**Data records**.
========================================
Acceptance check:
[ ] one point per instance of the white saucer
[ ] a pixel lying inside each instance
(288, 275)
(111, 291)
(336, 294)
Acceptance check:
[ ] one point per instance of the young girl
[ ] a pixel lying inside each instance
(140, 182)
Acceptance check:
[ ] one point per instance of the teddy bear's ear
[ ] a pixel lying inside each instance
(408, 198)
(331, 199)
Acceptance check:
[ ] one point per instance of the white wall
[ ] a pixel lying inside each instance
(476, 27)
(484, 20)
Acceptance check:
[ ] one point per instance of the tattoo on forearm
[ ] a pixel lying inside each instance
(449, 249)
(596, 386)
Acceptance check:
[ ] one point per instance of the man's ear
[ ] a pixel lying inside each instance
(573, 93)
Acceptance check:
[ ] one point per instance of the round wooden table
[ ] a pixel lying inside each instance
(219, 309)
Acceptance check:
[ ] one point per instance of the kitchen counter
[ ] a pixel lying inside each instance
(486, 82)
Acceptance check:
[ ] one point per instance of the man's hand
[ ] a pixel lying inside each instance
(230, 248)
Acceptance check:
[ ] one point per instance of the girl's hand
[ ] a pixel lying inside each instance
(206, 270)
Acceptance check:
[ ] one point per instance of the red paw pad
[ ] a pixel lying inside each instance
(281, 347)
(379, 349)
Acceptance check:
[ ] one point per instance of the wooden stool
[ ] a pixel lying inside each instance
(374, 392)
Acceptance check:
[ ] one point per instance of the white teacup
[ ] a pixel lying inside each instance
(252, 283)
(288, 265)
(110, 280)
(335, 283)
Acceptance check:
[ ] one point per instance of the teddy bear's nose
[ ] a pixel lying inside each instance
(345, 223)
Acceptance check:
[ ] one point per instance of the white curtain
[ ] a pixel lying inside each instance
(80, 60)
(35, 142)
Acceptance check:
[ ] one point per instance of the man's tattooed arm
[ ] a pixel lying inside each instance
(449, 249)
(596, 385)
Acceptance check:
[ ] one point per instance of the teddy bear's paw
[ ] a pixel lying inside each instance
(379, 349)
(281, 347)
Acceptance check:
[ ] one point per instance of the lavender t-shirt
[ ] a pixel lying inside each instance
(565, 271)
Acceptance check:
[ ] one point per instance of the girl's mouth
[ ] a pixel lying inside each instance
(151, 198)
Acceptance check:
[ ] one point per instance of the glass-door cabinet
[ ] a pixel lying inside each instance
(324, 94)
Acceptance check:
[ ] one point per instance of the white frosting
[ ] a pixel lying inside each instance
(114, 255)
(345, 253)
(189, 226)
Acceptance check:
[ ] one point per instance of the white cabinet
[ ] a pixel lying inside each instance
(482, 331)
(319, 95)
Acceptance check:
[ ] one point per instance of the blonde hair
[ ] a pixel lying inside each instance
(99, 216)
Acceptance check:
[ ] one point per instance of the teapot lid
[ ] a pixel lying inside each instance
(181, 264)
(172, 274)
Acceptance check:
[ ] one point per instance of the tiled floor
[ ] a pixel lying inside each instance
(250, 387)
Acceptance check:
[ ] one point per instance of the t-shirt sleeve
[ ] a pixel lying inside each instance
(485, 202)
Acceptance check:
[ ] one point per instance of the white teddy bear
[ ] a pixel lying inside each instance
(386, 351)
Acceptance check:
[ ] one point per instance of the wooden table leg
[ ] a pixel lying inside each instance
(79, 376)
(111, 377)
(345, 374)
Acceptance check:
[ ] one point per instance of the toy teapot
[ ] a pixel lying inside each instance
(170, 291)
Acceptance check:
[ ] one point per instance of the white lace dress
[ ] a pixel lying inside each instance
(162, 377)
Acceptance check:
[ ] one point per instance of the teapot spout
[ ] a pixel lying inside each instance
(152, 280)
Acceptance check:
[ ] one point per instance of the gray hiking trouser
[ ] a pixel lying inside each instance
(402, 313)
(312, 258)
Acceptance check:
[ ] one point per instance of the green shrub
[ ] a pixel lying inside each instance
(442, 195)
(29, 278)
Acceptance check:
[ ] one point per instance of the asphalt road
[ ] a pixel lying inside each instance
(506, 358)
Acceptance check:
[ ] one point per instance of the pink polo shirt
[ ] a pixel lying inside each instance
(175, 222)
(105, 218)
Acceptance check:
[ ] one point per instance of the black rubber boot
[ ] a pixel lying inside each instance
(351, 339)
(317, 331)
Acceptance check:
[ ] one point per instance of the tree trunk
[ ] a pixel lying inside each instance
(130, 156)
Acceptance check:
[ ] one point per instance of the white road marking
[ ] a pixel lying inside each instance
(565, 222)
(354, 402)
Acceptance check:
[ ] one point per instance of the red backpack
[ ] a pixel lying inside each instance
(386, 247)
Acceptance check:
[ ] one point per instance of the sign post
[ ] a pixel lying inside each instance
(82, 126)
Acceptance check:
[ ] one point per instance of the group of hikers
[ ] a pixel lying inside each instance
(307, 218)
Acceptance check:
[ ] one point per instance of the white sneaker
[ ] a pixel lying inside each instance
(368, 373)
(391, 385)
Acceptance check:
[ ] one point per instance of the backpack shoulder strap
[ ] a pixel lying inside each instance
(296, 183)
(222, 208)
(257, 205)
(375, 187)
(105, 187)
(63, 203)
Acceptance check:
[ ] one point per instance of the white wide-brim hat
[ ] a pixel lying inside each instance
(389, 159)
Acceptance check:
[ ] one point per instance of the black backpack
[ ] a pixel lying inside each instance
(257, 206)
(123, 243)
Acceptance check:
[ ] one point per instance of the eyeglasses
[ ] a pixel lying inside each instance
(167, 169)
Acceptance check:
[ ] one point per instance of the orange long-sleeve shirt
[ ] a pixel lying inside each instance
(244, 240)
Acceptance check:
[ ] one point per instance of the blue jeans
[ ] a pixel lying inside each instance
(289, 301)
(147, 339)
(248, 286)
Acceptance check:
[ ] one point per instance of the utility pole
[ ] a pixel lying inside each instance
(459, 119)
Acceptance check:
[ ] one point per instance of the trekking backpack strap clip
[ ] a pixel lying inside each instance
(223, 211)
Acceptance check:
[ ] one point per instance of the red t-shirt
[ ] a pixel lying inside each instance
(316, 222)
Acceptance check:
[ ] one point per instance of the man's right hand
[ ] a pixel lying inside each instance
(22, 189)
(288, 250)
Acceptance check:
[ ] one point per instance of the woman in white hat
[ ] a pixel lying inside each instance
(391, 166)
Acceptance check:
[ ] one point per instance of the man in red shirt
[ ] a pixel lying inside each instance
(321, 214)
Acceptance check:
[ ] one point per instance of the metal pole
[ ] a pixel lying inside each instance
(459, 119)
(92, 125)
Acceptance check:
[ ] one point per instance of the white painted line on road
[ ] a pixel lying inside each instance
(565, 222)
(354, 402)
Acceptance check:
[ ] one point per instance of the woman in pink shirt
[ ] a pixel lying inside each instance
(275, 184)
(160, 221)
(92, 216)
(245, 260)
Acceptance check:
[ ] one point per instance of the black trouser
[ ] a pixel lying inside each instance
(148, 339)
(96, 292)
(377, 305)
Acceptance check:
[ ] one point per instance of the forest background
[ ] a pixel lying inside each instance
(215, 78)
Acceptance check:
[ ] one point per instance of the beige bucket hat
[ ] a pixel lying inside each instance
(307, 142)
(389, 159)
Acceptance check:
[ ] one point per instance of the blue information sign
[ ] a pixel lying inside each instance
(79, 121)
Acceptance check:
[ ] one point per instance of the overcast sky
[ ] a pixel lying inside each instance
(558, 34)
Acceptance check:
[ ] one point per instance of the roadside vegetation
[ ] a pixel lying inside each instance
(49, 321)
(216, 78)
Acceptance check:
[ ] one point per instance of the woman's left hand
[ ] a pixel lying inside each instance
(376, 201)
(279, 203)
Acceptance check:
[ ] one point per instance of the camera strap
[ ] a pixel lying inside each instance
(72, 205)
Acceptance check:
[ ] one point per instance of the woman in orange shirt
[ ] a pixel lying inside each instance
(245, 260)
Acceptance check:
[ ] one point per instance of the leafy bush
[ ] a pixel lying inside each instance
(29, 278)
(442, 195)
========================================
**The task**. Check the listing above for lines containing the string "table", and copy each one.

**Solution for this exercise**.
[ ] one point per instance of the round wooden table
[ ] one point per instance of the wooden table leg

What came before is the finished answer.